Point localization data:
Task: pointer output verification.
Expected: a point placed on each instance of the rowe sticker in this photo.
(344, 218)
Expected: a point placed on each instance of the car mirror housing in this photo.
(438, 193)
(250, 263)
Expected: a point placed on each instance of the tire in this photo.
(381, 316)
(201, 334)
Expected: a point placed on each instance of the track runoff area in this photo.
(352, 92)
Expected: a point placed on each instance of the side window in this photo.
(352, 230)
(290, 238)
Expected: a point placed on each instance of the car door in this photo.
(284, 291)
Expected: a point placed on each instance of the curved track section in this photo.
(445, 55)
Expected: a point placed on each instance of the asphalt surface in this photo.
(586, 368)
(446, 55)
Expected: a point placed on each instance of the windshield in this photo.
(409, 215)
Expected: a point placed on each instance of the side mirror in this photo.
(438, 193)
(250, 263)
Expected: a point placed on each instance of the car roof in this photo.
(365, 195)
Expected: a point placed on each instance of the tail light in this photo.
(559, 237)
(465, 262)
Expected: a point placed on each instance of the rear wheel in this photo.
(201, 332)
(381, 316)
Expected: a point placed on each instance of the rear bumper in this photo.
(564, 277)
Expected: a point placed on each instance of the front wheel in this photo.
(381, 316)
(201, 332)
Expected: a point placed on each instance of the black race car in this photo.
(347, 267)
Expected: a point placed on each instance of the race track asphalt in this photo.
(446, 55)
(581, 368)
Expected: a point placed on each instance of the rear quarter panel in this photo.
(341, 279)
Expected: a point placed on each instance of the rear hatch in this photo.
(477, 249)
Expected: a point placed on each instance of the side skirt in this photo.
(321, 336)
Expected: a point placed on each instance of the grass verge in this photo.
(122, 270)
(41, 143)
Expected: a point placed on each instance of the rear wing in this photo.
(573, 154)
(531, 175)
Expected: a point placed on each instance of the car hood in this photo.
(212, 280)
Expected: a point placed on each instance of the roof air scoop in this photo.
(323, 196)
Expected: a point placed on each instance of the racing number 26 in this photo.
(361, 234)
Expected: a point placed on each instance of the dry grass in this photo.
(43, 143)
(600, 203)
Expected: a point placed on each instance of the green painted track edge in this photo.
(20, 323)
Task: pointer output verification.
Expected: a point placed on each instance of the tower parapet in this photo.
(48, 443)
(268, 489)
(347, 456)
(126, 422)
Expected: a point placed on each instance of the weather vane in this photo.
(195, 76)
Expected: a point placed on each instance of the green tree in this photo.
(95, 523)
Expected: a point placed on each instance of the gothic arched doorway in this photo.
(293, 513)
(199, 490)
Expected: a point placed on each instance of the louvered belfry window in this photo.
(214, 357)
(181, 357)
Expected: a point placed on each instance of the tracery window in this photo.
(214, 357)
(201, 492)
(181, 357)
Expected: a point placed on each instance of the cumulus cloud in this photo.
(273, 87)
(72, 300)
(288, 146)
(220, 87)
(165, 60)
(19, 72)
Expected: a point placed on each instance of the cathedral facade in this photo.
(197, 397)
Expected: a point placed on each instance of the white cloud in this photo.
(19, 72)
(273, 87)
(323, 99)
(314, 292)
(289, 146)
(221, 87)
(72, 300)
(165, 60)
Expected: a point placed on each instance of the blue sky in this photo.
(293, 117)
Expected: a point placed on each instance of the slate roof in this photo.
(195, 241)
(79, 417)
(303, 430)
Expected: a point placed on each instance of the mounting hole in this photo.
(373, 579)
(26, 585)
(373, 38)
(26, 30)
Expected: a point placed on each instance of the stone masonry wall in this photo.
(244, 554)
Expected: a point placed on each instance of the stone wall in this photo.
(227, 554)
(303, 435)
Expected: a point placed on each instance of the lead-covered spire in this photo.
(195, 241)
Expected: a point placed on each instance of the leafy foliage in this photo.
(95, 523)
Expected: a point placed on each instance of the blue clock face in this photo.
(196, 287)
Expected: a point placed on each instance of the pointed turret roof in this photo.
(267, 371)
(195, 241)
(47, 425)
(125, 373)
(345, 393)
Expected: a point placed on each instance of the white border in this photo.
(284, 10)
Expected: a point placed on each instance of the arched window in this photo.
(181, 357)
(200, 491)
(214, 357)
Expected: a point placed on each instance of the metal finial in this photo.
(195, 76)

#### EXERCISE AIM
Where the line containing "Expected: a point placed on each instance of the leafy" appears in the records above, begin there and print every line through the last, exactly and with nothing else.

#### ANSWER SECTION
Expected: a point placed on each instance of the leafy foliage in this photo.
(95, 523)
Expected: a point placed on each instance of the blue clock face in this photo.
(196, 287)
Expected: a point placed on each instance of the pointed turret roof in this photo.
(267, 371)
(195, 241)
(47, 425)
(125, 373)
(345, 393)
Expected: a point placed on each instance of the white border in this photo.
(284, 10)
Expected: a point placed on each instance of the arched window in this photo.
(181, 357)
(200, 491)
(214, 357)
Expected: a point placed on each instance of the metal finial in this photo.
(195, 76)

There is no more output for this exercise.